> [What is needed]: Could you edit the items below by replacing "serrated leaf" with "toothed leaf" and leaving everything else unchanged? Leave the pictures out of your answer.

===== Records to process =====

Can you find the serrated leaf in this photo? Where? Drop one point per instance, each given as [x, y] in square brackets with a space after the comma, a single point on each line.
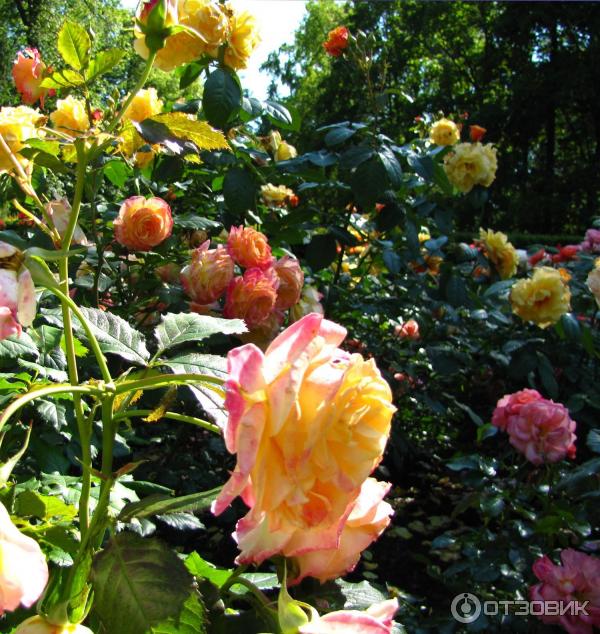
[103, 62]
[180, 328]
[162, 505]
[74, 44]
[138, 583]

=====

> [Result of this exercise]:
Can you find the toothed leaf in this photo? Where? Drop one point per instance, each given as [x, y] in square brackets with a space after the comma, a single point on each line.
[103, 62]
[180, 328]
[162, 505]
[74, 44]
[138, 583]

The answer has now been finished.